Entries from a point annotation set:
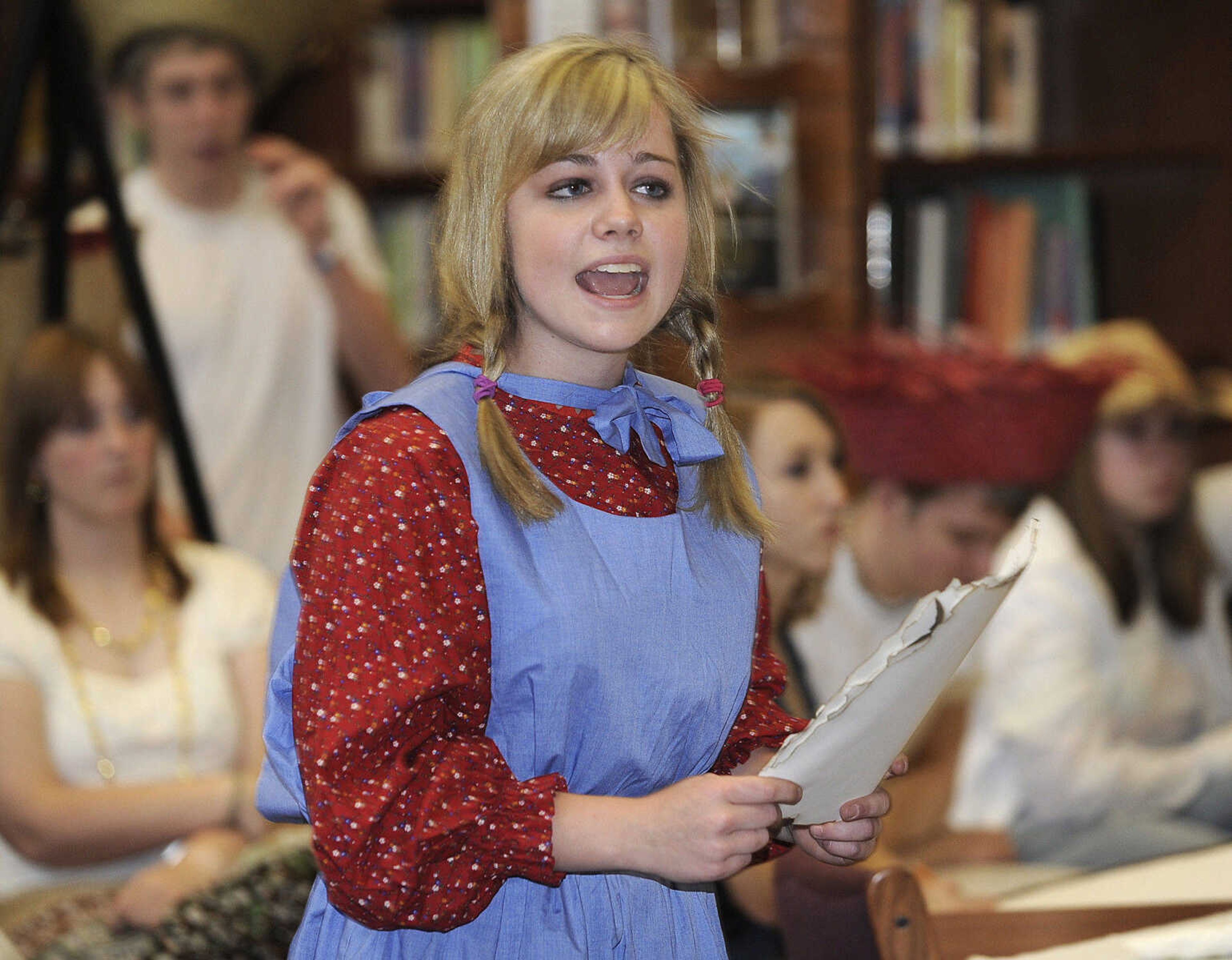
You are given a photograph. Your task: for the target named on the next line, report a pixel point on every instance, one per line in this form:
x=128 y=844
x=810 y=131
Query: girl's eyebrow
x=587 y=159
x=650 y=158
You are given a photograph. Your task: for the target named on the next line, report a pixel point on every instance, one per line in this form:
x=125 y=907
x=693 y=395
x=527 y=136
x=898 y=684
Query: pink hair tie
x=711 y=386
x=485 y=389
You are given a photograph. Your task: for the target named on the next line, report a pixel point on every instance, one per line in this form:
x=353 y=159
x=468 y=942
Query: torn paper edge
x=931 y=612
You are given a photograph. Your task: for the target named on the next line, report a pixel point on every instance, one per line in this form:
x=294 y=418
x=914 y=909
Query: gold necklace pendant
x=153 y=602
x=170 y=633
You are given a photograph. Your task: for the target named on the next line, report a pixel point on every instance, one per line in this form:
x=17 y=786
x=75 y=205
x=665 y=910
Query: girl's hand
x=150 y=896
x=854 y=837
x=708 y=827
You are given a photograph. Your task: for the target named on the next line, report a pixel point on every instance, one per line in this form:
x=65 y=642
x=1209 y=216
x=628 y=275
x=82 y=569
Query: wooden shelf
x=801 y=78
x=912 y=168
x=435 y=8
x=382 y=184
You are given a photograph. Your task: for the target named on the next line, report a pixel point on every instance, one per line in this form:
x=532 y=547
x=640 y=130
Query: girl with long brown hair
x=1102 y=731
x=131 y=668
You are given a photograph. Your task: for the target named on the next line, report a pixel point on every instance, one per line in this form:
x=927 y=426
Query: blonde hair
x=567 y=97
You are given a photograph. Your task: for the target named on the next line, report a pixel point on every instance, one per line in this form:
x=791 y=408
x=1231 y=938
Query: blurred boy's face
x=953 y=534
x=195 y=107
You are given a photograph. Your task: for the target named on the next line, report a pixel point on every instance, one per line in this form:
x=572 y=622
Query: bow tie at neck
x=630 y=410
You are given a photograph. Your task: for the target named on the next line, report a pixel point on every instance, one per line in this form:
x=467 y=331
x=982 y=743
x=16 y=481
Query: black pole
x=28 y=47
x=88 y=121
x=56 y=182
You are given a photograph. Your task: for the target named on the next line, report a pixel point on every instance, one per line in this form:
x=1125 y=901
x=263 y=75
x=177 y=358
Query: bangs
x=589 y=104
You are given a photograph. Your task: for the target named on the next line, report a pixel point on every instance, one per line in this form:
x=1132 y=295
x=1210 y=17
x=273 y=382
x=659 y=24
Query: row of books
x=956 y=76
x=415 y=79
x=1009 y=258
x=405 y=233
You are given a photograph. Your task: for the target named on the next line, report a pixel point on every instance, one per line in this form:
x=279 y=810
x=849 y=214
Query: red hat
x=956 y=415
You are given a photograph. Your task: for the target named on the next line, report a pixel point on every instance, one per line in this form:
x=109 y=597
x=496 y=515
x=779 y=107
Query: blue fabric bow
x=634 y=410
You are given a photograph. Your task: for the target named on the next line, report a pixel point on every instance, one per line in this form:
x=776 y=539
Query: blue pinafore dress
x=621 y=651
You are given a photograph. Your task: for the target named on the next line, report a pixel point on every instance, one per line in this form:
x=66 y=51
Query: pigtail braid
x=725 y=484
x=512 y=474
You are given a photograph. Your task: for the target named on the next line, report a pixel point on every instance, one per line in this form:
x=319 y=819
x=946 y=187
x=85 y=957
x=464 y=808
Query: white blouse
x=1076 y=714
x=228 y=608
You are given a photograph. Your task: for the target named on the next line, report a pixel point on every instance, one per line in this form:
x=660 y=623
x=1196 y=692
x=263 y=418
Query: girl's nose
x=618 y=216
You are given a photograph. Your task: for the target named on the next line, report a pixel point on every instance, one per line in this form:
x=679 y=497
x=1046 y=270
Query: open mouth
x=616 y=281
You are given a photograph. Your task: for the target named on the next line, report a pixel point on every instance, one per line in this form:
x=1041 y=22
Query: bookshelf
x=1135 y=101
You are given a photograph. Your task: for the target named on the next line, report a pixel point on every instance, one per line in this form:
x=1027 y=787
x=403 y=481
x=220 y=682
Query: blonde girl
x=522 y=650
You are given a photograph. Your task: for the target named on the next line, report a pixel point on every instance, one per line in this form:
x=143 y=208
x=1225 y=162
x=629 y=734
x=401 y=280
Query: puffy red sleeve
x=417 y=818
x=762 y=723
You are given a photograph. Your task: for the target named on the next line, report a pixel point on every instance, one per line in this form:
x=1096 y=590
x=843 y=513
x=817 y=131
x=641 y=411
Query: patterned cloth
x=390 y=538
x=249 y=917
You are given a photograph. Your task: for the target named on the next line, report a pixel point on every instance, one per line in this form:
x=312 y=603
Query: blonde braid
x=512 y=474
x=725 y=484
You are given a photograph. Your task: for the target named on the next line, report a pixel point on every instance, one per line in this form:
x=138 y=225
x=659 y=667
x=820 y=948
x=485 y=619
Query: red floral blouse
x=417 y=818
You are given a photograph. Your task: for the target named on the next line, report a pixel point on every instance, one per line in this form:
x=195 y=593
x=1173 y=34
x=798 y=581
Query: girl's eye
x=133 y=415
x=798 y=469
x=79 y=422
x=654 y=189
x=569 y=189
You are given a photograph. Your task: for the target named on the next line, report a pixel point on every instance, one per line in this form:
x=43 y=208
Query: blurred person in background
x=949 y=447
x=1101 y=734
x=132 y=671
x=798 y=454
x=261 y=261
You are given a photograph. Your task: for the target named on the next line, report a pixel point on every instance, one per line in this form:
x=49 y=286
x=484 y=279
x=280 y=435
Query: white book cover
x=849 y=745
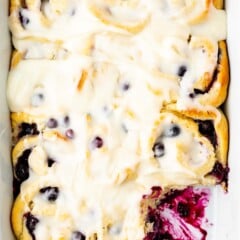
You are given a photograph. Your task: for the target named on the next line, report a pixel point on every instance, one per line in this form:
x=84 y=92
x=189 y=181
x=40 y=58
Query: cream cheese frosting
x=111 y=67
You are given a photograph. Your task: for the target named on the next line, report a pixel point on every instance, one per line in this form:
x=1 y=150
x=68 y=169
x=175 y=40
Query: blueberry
x=78 y=236
x=181 y=71
x=158 y=149
x=183 y=209
x=28 y=129
x=50 y=162
x=52 y=123
x=22 y=167
x=126 y=86
x=220 y=172
x=70 y=134
x=97 y=142
x=66 y=120
x=173 y=131
x=31 y=223
x=23 y=19
x=50 y=192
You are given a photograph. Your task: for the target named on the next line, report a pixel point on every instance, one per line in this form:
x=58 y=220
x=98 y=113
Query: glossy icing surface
x=110 y=68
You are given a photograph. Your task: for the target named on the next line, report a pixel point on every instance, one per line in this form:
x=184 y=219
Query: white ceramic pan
x=224 y=209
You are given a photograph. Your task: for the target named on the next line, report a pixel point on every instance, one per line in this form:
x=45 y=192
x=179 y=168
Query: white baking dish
x=224 y=209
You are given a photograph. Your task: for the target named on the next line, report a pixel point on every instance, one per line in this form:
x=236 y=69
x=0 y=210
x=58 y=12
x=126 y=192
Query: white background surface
x=224 y=209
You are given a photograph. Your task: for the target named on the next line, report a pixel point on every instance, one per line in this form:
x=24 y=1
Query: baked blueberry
x=52 y=123
x=51 y=193
x=220 y=172
x=158 y=149
x=182 y=70
x=173 y=131
x=22 y=166
x=183 y=209
x=31 y=222
x=28 y=129
x=78 y=236
x=23 y=19
x=66 y=120
x=70 y=134
x=97 y=142
x=126 y=87
x=50 y=162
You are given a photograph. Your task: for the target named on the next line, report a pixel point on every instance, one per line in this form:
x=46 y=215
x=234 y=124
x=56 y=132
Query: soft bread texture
x=109 y=99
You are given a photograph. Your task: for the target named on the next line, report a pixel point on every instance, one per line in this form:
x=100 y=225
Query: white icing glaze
x=101 y=188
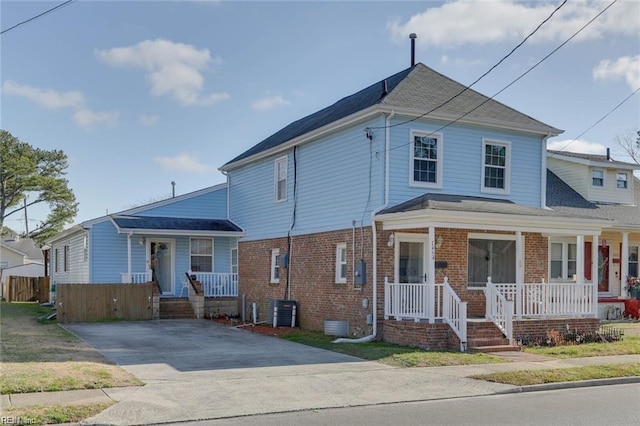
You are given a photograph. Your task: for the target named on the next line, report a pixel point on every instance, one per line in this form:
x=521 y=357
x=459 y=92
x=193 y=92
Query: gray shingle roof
x=561 y=198
x=175 y=224
x=591 y=157
x=419 y=88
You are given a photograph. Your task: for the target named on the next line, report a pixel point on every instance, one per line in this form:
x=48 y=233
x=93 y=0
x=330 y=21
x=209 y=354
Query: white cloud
x=87 y=118
x=173 y=69
x=185 y=162
x=477 y=22
x=627 y=67
x=45 y=98
x=269 y=102
x=577 y=145
x=148 y=120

What this task involves: Reproduce the entries starting at the beginning and ending with the line that contains "x=931 y=612", swapping "photograph" for "image" and keeping everything else unchanged. Leave the pictures out of your answer.

Completed task:
You are given a image. Your task: for the target named on the next line, report a pixel point on every instance, one per line in this form:
x=128 y=844
x=810 y=131
Query: girl's eyebrow
x=587 y=159
x=650 y=158
You are given a image. Your task: for the target named on the next line, report a pixel point on every instance, one per line in this form:
x=125 y=907
x=693 y=395
x=527 y=136
x=898 y=684
Query: pink hair tie
x=711 y=386
x=485 y=389
You are given a image. Your task: for the target named on the next line, report a pixel point on every instance, one per line in this form:
x=353 y=159
x=468 y=942
Query: torn paper edge
x=931 y=612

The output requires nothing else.